EXTRACTED ENTRIES:

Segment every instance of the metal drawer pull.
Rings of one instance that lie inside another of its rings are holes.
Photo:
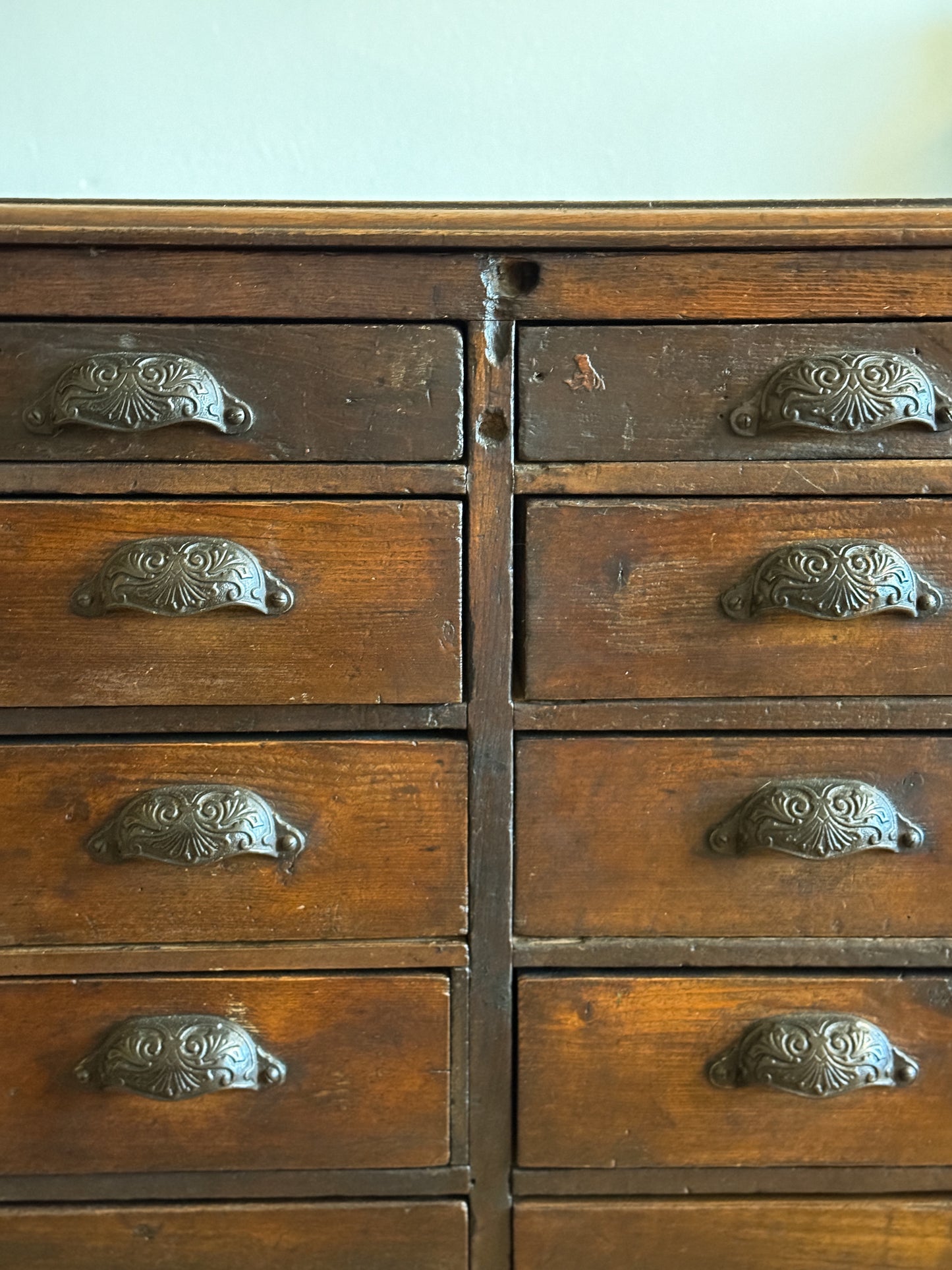
[[[922,617],[942,607],[942,593],[886,542],[810,538],[770,551],[721,596],[727,617],[770,610],[845,621],[886,611]]]
[[[286,613],[294,603],[287,583],[264,569],[248,547],[230,538],[138,538],[105,560],[72,594],[72,611],[102,617],[114,608],[138,608],[162,617],[189,617],[244,606]]]
[[[899,353],[820,353],[778,367],[730,413],[740,437],[781,428],[862,434],[918,423],[952,428],[952,403],[911,358]]]
[[[765,847],[801,860],[854,851],[911,851],[925,834],[866,781],[803,777],[768,781],[708,834],[712,851],[743,856]]]
[[[207,865],[270,856],[289,871],[307,839],[239,785],[161,785],[124,803],[86,842],[94,860]]]
[[[251,408],[230,396],[212,372],[175,353],[98,353],[67,366],[24,411],[28,432],[51,436],[67,424],[110,432],[155,432],[203,423],[228,436],[248,432]]]
[[[283,1085],[286,1076],[281,1059],[218,1015],[127,1019],[76,1067],[76,1080],[84,1085],[169,1102]]]
[[[760,1085],[805,1099],[831,1099],[869,1085],[911,1085],[919,1064],[876,1024],[810,1010],[758,1019],[707,1067],[712,1085]]]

REQUIREMENTS: Reproduce the entire listing above line for line, without any changes. Leave out the pictures.

FINISHED ANSWER:
Segment every instance of the metal drawer pull.
Rings of one instance that lie inside another of its rings are holes.
Photo:
[[[922,617],[942,607],[942,593],[886,542],[810,538],[770,551],[721,596],[727,617],[770,610],[845,621],[886,611]]]
[[[286,613],[294,603],[287,583],[264,569],[248,547],[230,538],[138,538],[105,560],[72,594],[72,611],[102,617],[114,608],[138,608],[162,617],[189,617],[244,606]]]
[[[899,353],[820,353],[778,367],[730,413],[740,437],[781,428],[862,434],[918,423],[952,428],[952,403],[911,358]]]
[[[765,847],[801,860],[854,851],[911,851],[925,834],[866,781],[803,777],[768,781],[708,834],[712,851],[743,856]]]
[[[207,865],[270,856],[289,871],[307,839],[239,785],[161,785],[124,803],[86,842],[94,860]]]
[[[251,408],[230,396],[212,372],[175,353],[98,353],[67,366],[24,411],[28,432],[51,436],[67,424],[110,432],[155,432],[203,423],[228,436],[248,432]]]
[[[283,1085],[286,1076],[281,1059],[218,1015],[127,1019],[76,1067],[76,1080],[84,1085],[169,1102]]]
[[[760,1085],[805,1099],[831,1099],[869,1085],[911,1085],[919,1064],[876,1024],[810,1010],[758,1019],[707,1067],[712,1085]]]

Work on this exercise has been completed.